Extracted entries Start Marker

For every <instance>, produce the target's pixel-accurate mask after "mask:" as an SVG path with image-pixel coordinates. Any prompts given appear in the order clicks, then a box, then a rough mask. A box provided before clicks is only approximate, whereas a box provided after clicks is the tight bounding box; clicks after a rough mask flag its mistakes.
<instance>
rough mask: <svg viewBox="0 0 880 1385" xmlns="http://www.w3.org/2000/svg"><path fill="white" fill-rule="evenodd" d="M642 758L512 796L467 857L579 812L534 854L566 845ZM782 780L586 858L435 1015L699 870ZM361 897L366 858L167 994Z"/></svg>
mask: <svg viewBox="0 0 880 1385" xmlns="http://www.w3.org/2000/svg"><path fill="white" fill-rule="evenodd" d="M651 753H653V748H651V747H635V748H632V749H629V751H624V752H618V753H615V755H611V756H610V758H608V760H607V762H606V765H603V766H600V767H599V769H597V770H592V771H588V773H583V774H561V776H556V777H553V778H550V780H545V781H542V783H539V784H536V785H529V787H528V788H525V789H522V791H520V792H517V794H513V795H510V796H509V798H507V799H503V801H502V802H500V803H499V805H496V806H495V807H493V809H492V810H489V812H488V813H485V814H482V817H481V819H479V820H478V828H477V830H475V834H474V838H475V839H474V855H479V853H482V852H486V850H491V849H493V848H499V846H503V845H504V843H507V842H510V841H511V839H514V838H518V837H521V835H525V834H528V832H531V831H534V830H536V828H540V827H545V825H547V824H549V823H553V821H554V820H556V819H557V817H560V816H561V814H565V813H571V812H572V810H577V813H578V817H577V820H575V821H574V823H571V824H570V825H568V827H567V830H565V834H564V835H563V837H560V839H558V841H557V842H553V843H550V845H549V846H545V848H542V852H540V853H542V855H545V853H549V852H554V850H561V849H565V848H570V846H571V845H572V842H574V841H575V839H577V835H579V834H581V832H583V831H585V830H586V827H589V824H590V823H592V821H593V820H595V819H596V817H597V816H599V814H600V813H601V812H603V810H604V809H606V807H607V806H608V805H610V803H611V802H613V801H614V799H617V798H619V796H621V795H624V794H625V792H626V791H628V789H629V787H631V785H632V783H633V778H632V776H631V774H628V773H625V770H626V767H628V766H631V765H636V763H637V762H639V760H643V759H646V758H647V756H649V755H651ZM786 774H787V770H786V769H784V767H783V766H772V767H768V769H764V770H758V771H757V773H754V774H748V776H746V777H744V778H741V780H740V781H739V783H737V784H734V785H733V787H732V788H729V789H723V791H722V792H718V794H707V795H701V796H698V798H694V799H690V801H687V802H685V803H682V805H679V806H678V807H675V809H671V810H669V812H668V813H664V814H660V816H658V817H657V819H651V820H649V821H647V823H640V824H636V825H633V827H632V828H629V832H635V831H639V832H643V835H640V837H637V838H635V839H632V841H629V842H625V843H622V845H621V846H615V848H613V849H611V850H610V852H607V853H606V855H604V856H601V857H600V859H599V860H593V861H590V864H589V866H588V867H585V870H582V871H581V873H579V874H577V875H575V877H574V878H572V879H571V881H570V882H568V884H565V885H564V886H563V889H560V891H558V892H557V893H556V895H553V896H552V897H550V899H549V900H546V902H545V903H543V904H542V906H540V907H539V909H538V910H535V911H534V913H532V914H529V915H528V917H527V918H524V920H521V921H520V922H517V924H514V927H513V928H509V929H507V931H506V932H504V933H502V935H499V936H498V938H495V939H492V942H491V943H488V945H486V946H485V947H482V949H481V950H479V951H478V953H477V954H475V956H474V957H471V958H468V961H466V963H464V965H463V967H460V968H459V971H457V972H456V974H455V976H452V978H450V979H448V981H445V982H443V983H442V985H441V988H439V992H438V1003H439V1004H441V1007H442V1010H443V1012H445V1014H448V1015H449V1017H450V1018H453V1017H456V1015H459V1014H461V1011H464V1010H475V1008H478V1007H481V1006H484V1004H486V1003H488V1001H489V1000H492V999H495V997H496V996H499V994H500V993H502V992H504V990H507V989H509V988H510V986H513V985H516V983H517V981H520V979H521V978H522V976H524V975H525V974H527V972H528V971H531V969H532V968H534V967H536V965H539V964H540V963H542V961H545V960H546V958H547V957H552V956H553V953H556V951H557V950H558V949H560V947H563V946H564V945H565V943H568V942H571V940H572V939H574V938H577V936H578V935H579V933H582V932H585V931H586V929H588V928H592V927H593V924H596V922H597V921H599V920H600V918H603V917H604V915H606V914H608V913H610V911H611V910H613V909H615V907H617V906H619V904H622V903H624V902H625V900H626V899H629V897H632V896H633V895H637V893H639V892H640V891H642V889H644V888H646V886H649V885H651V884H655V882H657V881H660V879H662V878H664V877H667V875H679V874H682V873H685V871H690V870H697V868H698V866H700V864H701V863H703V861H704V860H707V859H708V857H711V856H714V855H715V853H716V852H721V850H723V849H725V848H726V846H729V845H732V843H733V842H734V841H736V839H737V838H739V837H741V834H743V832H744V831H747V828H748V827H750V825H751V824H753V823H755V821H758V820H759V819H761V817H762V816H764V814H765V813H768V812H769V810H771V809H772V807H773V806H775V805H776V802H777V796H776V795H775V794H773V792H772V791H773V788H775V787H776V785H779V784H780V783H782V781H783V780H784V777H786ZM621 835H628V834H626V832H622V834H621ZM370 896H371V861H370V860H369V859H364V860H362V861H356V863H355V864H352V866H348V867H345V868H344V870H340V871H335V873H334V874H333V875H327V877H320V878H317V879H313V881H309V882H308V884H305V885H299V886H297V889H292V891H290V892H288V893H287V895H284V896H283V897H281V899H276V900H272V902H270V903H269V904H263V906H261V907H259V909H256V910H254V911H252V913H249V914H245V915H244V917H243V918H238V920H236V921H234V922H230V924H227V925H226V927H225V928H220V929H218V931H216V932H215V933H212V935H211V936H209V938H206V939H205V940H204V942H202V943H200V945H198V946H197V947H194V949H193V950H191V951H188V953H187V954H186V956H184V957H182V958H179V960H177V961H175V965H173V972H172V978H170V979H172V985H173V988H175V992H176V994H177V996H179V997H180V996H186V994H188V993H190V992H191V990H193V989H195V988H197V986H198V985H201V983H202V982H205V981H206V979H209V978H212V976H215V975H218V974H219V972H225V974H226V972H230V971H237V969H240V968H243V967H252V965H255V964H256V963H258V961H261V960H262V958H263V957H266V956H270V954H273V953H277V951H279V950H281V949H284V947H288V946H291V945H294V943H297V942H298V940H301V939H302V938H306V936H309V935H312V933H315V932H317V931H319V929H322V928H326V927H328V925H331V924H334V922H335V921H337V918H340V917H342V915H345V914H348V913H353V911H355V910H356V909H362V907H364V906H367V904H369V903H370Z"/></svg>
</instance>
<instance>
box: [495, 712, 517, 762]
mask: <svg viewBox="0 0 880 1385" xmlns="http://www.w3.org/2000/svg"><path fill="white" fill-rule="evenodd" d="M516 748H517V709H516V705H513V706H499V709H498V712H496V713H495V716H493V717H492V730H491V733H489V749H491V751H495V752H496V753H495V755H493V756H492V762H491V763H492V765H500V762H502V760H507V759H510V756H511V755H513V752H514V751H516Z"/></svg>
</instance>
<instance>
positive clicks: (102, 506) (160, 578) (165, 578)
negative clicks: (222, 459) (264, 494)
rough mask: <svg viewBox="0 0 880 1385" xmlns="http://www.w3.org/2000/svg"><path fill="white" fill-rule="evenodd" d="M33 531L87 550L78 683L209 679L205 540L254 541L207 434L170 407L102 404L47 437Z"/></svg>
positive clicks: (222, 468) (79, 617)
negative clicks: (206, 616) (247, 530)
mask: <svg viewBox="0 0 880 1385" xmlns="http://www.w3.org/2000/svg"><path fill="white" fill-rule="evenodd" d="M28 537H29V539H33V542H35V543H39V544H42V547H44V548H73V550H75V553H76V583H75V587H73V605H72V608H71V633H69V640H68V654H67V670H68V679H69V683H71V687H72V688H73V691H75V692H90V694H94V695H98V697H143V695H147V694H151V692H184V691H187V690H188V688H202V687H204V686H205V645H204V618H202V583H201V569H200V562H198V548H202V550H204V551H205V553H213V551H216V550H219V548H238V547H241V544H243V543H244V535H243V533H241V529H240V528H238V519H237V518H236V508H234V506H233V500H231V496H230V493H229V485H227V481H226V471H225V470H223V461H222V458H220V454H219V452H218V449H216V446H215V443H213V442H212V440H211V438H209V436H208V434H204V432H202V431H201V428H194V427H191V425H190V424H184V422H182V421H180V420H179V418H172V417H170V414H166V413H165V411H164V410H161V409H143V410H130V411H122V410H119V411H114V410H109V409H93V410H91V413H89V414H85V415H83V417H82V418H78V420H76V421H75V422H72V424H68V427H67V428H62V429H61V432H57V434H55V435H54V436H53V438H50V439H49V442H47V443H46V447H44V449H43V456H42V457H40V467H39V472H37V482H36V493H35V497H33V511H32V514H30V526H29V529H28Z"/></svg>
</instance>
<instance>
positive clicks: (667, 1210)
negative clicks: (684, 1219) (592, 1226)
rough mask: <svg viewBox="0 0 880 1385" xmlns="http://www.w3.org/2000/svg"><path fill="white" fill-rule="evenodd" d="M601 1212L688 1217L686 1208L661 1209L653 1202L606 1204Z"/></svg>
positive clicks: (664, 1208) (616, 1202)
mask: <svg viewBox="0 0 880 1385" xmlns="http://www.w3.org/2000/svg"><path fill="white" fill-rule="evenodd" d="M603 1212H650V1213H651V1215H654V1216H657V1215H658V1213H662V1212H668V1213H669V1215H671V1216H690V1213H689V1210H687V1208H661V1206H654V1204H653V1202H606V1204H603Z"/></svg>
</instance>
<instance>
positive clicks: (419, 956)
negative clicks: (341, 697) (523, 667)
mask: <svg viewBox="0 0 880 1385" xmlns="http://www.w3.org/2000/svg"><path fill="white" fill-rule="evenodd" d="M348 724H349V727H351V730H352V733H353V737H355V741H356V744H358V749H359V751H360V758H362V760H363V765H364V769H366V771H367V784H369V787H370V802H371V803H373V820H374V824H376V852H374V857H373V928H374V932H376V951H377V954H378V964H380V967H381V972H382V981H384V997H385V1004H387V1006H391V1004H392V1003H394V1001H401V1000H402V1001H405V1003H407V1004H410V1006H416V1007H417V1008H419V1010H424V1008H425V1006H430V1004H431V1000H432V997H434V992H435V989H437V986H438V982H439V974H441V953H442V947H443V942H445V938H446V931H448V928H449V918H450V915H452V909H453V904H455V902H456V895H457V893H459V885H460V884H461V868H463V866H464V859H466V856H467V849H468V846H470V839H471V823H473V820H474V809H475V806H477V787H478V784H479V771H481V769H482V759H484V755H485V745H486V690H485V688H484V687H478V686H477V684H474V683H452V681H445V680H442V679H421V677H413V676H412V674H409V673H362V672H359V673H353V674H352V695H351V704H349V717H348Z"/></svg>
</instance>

Extracted entries End Marker

Exercise aim: Your task is to restate, word for word, only those lines above that fall between the line holding "531L87 550L78 683L209" and the line holding "positive clicks: (419, 956)", inclusive.

Solution to the exercise:
rough mask: <svg viewBox="0 0 880 1385" xmlns="http://www.w3.org/2000/svg"><path fill="white" fill-rule="evenodd" d="M33 531L87 550L78 683L209 679L205 540L254 541L207 434L170 407L102 404L47 437Z"/></svg>
positive clicks: (222, 468) (79, 617)
negative clicks: (206, 616) (247, 530)
mask: <svg viewBox="0 0 880 1385" xmlns="http://www.w3.org/2000/svg"><path fill="white" fill-rule="evenodd" d="M28 537H29V539H33V542H35V543H39V544H42V547H44V548H73V550H75V553H76V583H75V587H73V605H72V608H71V633H69V640H68V654H67V670H68V679H69V683H71V687H72V688H73V691H75V692H90V694H94V695H98V697H143V695H147V694H151V692H184V691H187V690H188V688H202V687H204V686H205V645H204V618H202V583H201V569H200V562H198V548H202V550H204V551H205V553H213V551H216V550H219V548H238V547H241V544H243V543H244V535H243V533H241V529H240V528H238V519H237V518H236V508H234V506H233V500H231V496H230V493H229V485H227V481H226V471H225V470H223V461H222V458H220V454H219V452H218V449H216V446H215V443H213V442H212V440H211V438H209V436H208V434H204V432H202V431H201V428H194V427H191V425H190V424H184V422H182V421H180V420H179V418H172V417H170V414H166V413H165V411H164V410H161V409H143V410H130V411H122V410H119V411H114V410H109V409H93V410H91V413H89V414H85V415H83V417H82V418H78V420H76V421H75V422H72V424H68V427H67V428H62V429H61V432H57V434H55V435H54V436H53V438H50V439H49V442H47V443H46V447H44V449H43V456H42V457H40V467H39V472H37V482H36V493H35V497H33V511H32V514H30V526H29V529H28Z"/></svg>
</instance>
<instance>
positive clicks: (667, 1210)
negative clicks: (684, 1219) (592, 1226)
rough mask: <svg viewBox="0 0 880 1385" xmlns="http://www.w3.org/2000/svg"><path fill="white" fill-rule="evenodd" d="M601 1212L688 1217L686 1208L661 1209L653 1202L606 1204Z"/></svg>
positive clicks: (664, 1208) (616, 1202)
mask: <svg viewBox="0 0 880 1385" xmlns="http://www.w3.org/2000/svg"><path fill="white" fill-rule="evenodd" d="M603 1212H650V1213H651V1215H654V1216H657V1215H658V1213H662V1212H668V1213H669V1215H671V1216H690V1213H689V1210H687V1208H661V1206H654V1204H653V1202H606V1204H603Z"/></svg>
</instance>
<instance>
positive clicks: (419, 956)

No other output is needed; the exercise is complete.